EXERCISE PASSAGE –
◆ ◆ ◆ ◆

In Australia there are six species of bees which belong to the genus Tetragonula. Up until recently these bees went by the genus name Trigona. This was a very large genus, containing over a hundred species of bees, with some as far distant from Australia as Mexico and Argentina. With modern DNA analysis bee experts have found that our bees, and those of some other counties in our region, differed significantly enough to be classified into their own genus and are now known as Tetragonula.
Austroplebeia are the other genus of stingless bees found in Australia. These are lesser studied and it is thought that there is between three and six species in this genus.
At Kin Kin Native Bees we keep the most common three species of stingless bees;
Tetragonula carbonaria is the most widespread of the native stingless bees, and the most common in the south east of Queensland. It has be found in the Atherton Tablelands of north Queensland down to Bega, on the southern coast of New South Wales, but the bulk of the hives lie between Sydney and Bundaberg.

◆ ◆ ◆ ◆

EXCERPTED DATA –
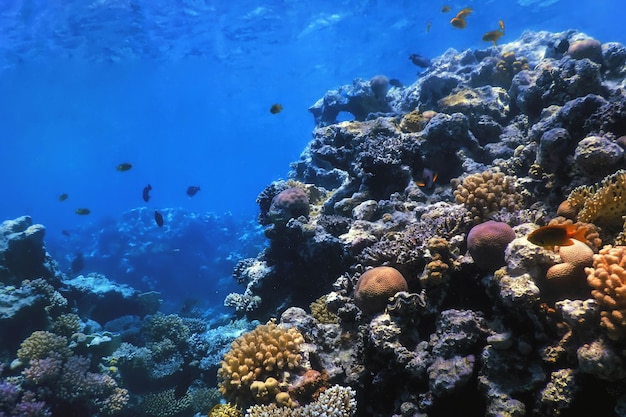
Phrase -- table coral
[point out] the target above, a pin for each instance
(267, 351)
(607, 277)
(375, 286)
(487, 193)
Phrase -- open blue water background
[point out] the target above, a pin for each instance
(182, 89)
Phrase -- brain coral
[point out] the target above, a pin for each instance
(603, 203)
(486, 243)
(486, 193)
(608, 280)
(268, 351)
(375, 286)
(289, 204)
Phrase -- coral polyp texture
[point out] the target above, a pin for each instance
(607, 277)
(376, 286)
(487, 193)
(258, 362)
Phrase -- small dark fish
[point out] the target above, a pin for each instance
(78, 263)
(192, 190)
(276, 108)
(419, 60)
(158, 218)
(146, 192)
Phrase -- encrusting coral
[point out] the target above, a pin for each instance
(607, 277)
(253, 370)
(487, 193)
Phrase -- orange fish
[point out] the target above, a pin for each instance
(557, 235)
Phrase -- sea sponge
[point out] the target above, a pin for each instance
(486, 242)
(607, 277)
(289, 204)
(486, 193)
(603, 203)
(40, 344)
(375, 286)
(268, 351)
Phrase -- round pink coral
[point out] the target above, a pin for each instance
(486, 243)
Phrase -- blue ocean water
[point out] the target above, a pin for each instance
(182, 91)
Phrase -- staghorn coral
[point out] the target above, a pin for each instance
(487, 193)
(267, 351)
(336, 401)
(603, 203)
(225, 410)
(375, 286)
(607, 277)
(41, 344)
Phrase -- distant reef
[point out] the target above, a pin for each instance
(456, 249)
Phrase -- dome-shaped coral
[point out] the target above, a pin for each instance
(486, 243)
(375, 286)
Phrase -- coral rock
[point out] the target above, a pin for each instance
(487, 242)
(375, 286)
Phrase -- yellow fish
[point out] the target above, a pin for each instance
(557, 235)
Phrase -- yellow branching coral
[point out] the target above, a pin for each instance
(608, 280)
(486, 193)
(320, 311)
(602, 204)
(255, 360)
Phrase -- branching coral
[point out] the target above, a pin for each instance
(487, 193)
(337, 401)
(268, 351)
(603, 203)
(608, 280)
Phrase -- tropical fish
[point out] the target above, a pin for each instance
(419, 60)
(158, 218)
(78, 263)
(493, 36)
(557, 235)
(192, 190)
(146, 192)
(276, 108)
(124, 166)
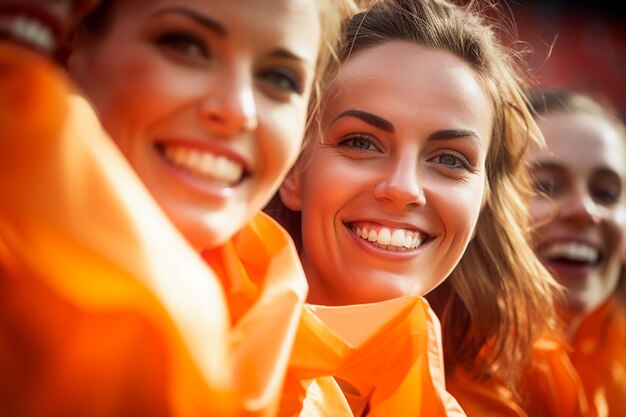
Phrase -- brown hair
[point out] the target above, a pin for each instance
(497, 300)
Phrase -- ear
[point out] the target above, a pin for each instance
(290, 189)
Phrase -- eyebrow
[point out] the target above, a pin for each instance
(369, 118)
(547, 165)
(205, 21)
(453, 134)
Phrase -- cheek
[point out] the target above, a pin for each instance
(280, 139)
(459, 208)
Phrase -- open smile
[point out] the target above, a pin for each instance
(31, 26)
(203, 164)
(388, 238)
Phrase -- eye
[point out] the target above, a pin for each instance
(184, 44)
(283, 80)
(607, 195)
(359, 142)
(452, 160)
(544, 187)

◆ ◆ ◆ ◆

TASK OBJECTIVE –
Answer these from the text on Australian stingless bees:
(a) What genus name did Australia's Tetragonula bees go by until recently?
(b) How many species are thought to be in the genus Austroplebeia?
(c) Between which two places do the bulk of Tetragonula carbonaria hives lie?

RESPONSE –
(a) Trigona
(b) Between three and six
(c) Sydney and Bundaberg